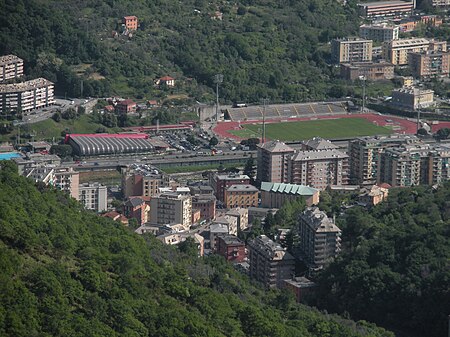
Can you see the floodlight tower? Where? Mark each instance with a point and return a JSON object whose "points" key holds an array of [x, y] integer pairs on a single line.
{"points": [[265, 101], [218, 78]]}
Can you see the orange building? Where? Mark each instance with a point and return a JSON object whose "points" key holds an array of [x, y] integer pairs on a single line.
{"points": [[130, 22]]}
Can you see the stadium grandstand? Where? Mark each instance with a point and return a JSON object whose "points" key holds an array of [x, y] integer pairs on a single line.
{"points": [[109, 144], [283, 111]]}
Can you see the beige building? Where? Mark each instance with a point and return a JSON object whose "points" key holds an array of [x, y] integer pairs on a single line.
{"points": [[320, 240], [319, 169], [93, 196], [373, 71], [11, 67], [241, 196], [365, 156], [380, 33], [170, 207], [429, 64], [412, 98], [397, 51], [274, 195], [26, 96], [273, 159], [270, 264], [350, 50]]}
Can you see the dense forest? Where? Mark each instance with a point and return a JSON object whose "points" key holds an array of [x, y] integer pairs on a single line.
{"points": [[264, 48], [69, 272], [395, 266]]}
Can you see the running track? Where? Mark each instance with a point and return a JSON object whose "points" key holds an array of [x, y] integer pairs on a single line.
{"points": [[402, 125]]}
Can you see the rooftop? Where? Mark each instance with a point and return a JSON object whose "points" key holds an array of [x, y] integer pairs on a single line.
{"points": [[288, 188], [242, 188], [24, 86], [7, 59]]}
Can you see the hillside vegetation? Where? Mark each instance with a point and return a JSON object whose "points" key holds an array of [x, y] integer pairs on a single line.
{"points": [[69, 272], [263, 48], [395, 269]]}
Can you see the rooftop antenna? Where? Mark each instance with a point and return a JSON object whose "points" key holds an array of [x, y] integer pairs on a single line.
{"points": [[218, 78]]}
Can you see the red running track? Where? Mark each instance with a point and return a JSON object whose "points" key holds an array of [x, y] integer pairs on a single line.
{"points": [[402, 125]]}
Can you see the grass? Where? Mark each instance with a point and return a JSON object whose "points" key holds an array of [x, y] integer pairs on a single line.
{"points": [[185, 169], [326, 128]]}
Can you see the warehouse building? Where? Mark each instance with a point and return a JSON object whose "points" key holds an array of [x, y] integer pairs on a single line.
{"points": [[108, 144]]}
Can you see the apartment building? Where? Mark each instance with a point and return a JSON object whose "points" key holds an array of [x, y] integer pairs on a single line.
{"points": [[273, 159], [93, 196], [411, 98], [386, 8], [373, 71], [11, 67], [26, 96], [142, 180], [170, 207], [130, 22], [206, 203], [270, 264], [379, 33], [350, 50], [319, 169], [429, 64], [274, 195], [365, 156], [231, 248], [221, 182], [396, 51], [241, 196], [320, 240]]}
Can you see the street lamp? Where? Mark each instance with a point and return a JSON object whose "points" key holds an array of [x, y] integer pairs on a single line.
{"points": [[218, 78]]}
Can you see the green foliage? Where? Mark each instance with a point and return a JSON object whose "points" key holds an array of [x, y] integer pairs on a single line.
{"points": [[394, 269]]}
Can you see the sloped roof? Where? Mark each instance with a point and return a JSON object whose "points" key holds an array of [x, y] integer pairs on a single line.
{"points": [[288, 188], [276, 146]]}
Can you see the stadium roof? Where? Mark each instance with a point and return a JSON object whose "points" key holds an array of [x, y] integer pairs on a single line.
{"points": [[288, 188]]}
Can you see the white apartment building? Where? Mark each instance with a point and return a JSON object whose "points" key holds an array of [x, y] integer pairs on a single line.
{"points": [[11, 67], [26, 96], [93, 196], [381, 33], [171, 207]]}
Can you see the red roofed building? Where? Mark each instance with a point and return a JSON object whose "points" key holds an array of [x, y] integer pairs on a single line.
{"points": [[126, 106], [167, 80], [130, 22]]}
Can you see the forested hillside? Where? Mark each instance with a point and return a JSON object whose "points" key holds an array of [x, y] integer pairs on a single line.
{"points": [[396, 267], [263, 48], [68, 272]]}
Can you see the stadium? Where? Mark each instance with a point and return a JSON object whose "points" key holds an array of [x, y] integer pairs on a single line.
{"points": [[291, 122]]}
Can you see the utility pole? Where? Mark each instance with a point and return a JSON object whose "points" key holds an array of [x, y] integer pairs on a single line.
{"points": [[218, 78], [265, 101]]}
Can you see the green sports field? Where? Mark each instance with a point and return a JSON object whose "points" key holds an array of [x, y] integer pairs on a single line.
{"points": [[326, 128]]}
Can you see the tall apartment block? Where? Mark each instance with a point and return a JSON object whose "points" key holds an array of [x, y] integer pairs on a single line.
{"points": [[350, 50], [93, 196], [273, 159], [411, 98], [26, 96], [171, 208], [397, 51], [365, 156], [379, 33], [320, 240], [429, 64], [11, 67], [270, 264], [319, 169], [142, 180], [386, 8]]}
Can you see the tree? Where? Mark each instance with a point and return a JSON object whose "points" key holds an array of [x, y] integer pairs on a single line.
{"points": [[213, 141]]}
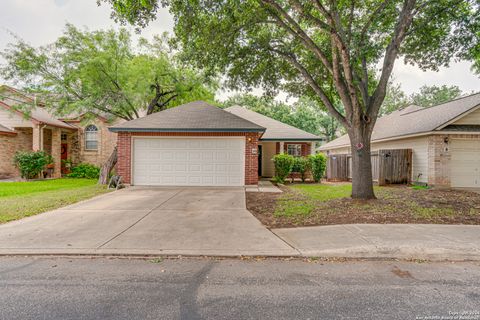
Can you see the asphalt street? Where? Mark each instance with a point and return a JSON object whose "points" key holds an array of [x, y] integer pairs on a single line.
{"points": [[101, 288]]}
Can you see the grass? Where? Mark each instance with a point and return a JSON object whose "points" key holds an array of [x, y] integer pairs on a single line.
{"points": [[23, 199], [330, 203]]}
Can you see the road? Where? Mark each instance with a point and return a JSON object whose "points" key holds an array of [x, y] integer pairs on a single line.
{"points": [[101, 288]]}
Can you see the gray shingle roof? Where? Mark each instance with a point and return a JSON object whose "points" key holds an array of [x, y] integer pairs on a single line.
{"points": [[276, 130], [415, 120], [197, 116]]}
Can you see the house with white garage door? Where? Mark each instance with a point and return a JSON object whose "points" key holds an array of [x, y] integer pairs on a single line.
{"points": [[197, 144], [444, 139]]}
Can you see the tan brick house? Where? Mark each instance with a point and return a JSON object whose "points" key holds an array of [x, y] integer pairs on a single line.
{"points": [[80, 139], [445, 141], [197, 144]]}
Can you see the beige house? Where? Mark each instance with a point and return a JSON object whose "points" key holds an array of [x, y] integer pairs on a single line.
{"points": [[445, 141], [79, 139]]}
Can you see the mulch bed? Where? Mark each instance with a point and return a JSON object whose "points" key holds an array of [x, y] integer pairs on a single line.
{"points": [[395, 204]]}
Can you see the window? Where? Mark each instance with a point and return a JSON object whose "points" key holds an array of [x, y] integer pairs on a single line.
{"points": [[294, 150], [91, 137]]}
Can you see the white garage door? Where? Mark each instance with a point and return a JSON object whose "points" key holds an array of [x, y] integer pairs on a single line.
{"points": [[465, 165], [189, 161]]}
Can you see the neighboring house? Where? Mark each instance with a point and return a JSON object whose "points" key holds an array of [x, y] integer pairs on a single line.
{"points": [[37, 129], [197, 144], [445, 140]]}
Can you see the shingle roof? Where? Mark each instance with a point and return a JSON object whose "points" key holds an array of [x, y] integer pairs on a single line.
{"points": [[415, 120], [276, 130], [195, 116]]}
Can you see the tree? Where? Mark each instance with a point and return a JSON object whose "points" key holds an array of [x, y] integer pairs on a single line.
{"points": [[100, 72], [395, 99], [434, 95], [309, 46]]}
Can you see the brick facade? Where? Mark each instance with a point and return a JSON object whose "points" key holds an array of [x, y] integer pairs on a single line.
{"points": [[124, 163], [9, 145], [306, 147]]}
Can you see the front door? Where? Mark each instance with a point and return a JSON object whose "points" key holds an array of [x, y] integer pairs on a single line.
{"points": [[64, 157], [259, 161]]}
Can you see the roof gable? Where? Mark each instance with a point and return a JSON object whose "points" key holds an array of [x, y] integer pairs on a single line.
{"points": [[275, 130], [424, 120], [197, 116]]}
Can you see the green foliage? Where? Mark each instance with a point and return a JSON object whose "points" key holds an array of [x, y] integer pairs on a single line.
{"points": [[85, 170], [31, 164], [302, 165], [283, 166], [101, 72], [319, 164]]}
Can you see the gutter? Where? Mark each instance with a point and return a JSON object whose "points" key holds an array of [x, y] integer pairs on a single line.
{"points": [[114, 129]]}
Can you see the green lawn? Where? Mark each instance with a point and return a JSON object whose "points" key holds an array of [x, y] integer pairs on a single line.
{"points": [[23, 199], [330, 203]]}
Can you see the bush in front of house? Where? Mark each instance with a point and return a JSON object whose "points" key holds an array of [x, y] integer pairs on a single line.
{"points": [[283, 166], [301, 165], [31, 163], [85, 170], [318, 164]]}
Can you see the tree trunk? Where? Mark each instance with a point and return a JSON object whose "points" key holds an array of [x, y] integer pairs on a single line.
{"points": [[362, 182], [107, 167]]}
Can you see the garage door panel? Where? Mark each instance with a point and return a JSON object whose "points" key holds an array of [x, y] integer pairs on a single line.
{"points": [[192, 161]]}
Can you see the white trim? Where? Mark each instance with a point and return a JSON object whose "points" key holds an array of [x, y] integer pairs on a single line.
{"points": [[428, 133], [458, 117], [132, 148]]}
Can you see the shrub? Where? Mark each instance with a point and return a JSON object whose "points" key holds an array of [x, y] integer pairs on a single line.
{"points": [[283, 166], [302, 166], [85, 170], [318, 164], [31, 164]]}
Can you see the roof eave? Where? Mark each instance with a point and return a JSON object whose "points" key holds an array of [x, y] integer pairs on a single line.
{"points": [[290, 139], [113, 129]]}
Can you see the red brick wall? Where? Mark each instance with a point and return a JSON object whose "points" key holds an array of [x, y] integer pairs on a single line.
{"points": [[251, 158], [306, 147]]}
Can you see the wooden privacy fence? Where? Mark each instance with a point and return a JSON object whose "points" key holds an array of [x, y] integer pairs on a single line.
{"points": [[388, 166]]}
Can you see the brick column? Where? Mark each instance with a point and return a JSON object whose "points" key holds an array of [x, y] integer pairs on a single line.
{"points": [[124, 140], [251, 158], [439, 159], [56, 152], [36, 138]]}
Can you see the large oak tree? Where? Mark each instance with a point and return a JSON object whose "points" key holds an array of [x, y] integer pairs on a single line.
{"points": [[313, 45]]}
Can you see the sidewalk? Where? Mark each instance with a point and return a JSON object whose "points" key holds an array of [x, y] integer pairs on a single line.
{"points": [[407, 241]]}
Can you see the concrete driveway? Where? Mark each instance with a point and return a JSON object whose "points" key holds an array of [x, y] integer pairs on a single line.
{"points": [[139, 220]]}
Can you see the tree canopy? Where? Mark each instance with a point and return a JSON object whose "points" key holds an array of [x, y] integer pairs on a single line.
{"points": [[308, 47], [102, 72]]}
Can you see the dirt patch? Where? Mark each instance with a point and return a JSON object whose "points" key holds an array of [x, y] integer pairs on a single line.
{"points": [[395, 204]]}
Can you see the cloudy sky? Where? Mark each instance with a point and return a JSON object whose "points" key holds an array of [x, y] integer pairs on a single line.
{"points": [[42, 21]]}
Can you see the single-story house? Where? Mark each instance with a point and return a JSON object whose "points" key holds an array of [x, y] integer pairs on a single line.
{"points": [[444, 139], [27, 125], [197, 144]]}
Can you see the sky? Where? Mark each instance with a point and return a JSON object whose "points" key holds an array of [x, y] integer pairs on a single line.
{"points": [[42, 21]]}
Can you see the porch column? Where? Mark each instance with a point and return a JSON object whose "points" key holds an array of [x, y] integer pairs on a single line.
{"points": [[37, 143], [56, 152]]}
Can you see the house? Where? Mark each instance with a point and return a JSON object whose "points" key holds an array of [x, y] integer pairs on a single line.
{"points": [[26, 125], [197, 144], [444, 139]]}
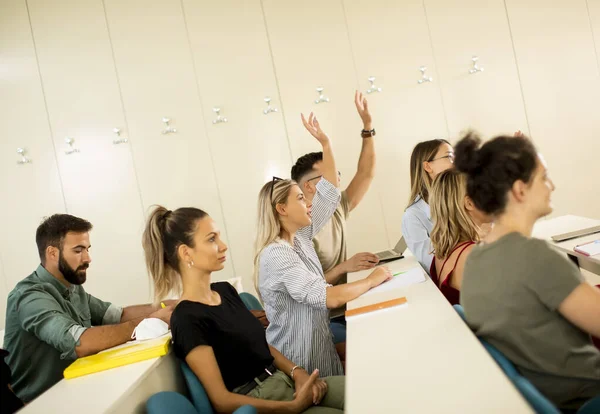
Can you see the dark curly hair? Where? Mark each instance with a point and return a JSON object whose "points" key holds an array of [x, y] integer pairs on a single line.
{"points": [[305, 164], [492, 168]]}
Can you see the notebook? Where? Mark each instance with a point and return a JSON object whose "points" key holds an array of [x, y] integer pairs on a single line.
{"points": [[123, 355], [589, 249], [574, 234]]}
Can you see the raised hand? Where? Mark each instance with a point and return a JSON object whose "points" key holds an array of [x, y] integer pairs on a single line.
{"points": [[362, 106], [313, 126]]}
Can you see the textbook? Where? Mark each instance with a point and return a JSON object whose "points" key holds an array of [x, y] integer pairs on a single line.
{"points": [[117, 357]]}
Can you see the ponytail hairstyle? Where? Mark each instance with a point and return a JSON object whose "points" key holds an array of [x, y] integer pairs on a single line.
{"points": [[268, 225], [165, 231], [493, 168], [420, 181]]}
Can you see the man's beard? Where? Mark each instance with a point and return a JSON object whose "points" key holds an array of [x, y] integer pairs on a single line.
{"points": [[73, 276]]}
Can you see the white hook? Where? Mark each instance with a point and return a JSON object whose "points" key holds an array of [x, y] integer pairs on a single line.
{"points": [[373, 88], [219, 119], [322, 98], [119, 140], [424, 77], [168, 129], [24, 159], [70, 142], [269, 108], [475, 67]]}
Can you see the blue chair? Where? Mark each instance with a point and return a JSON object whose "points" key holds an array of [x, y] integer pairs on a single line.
{"points": [[590, 407], [459, 309], [200, 398], [540, 404], [197, 393], [507, 366], [169, 402], [250, 301]]}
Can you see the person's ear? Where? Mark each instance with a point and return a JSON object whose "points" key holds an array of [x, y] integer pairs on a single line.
{"points": [[427, 167], [184, 253], [52, 254], [281, 209], [519, 191]]}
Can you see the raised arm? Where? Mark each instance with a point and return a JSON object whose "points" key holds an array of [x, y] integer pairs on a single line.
{"points": [[328, 166], [328, 195], [365, 172]]}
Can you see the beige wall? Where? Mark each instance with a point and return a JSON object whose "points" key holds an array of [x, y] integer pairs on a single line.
{"points": [[79, 68]]}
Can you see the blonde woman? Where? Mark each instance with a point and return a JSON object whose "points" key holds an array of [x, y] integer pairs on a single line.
{"points": [[288, 274], [428, 159], [221, 341], [457, 228]]}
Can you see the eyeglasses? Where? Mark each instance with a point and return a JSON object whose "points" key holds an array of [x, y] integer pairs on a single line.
{"points": [[449, 156], [275, 179], [321, 176]]}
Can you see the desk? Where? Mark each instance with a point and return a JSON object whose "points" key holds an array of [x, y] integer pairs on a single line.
{"points": [[545, 229], [420, 358], [120, 390]]}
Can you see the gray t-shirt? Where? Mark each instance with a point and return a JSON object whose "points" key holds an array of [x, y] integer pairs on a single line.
{"points": [[511, 290]]}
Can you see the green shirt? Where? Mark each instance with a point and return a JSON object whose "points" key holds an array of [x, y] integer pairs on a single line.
{"points": [[511, 292], [44, 320]]}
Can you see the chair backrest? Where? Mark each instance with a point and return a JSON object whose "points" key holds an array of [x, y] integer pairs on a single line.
{"points": [[459, 309], [197, 393], [250, 301], [540, 404], [507, 366], [590, 407], [167, 402]]}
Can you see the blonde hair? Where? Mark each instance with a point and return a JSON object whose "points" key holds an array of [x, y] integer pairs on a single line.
{"points": [[268, 226], [452, 222], [165, 231], [420, 181]]}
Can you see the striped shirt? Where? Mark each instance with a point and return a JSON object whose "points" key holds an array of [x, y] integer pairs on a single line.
{"points": [[293, 288]]}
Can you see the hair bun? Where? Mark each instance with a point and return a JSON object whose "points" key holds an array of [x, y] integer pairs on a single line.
{"points": [[466, 152]]}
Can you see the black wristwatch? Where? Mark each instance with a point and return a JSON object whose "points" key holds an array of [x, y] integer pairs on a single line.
{"points": [[367, 134]]}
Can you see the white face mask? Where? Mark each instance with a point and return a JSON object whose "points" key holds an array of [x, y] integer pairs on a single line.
{"points": [[149, 328]]}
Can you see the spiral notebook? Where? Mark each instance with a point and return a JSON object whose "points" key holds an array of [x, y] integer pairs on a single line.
{"points": [[117, 357]]}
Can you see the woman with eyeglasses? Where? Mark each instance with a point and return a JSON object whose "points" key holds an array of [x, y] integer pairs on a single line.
{"points": [[428, 159], [287, 271]]}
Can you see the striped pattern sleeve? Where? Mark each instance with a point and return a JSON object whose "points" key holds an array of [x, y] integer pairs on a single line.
{"points": [[324, 205], [285, 270]]}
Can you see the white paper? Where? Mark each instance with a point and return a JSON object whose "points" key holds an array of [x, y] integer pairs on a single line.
{"points": [[410, 277], [591, 249]]}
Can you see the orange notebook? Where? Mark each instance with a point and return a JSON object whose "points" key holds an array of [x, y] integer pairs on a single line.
{"points": [[376, 306]]}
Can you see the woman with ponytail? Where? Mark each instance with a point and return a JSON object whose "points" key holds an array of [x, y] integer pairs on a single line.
{"points": [[519, 293], [221, 341], [428, 159], [288, 273]]}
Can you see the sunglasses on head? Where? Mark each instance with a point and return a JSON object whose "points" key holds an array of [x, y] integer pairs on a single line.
{"points": [[275, 179]]}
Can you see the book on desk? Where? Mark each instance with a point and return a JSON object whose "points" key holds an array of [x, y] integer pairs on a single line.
{"points": [[126, 354]]}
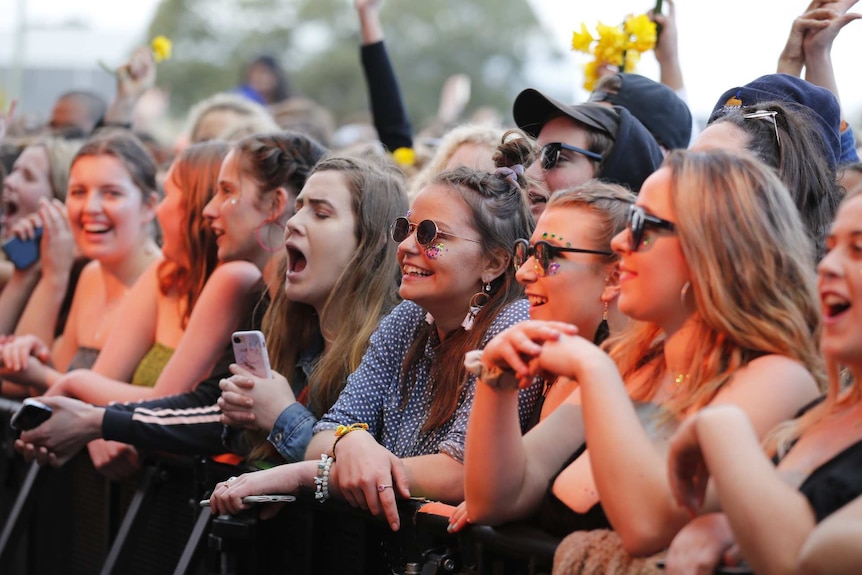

++++++++++++++++++++

* **Work item**
Take the line with "Can you see the sunglasses" and every line after it through the end of the data, and write only them out exactly, leaving out the pictures.

* **Final answer**
Can you see the sunglasses on head? Where? Mark each instance with a point and return a JSON object whose "points" key holds an array of [x, y] integer pairs on a single line.
{"points": [[275, 179]]}
Can you see the book on desk? Where? Mark each instance with a point and return a JSON object whose "points" key holds an array of [x, y] integer pairs on a single line.
{"points": [[126, 354]]}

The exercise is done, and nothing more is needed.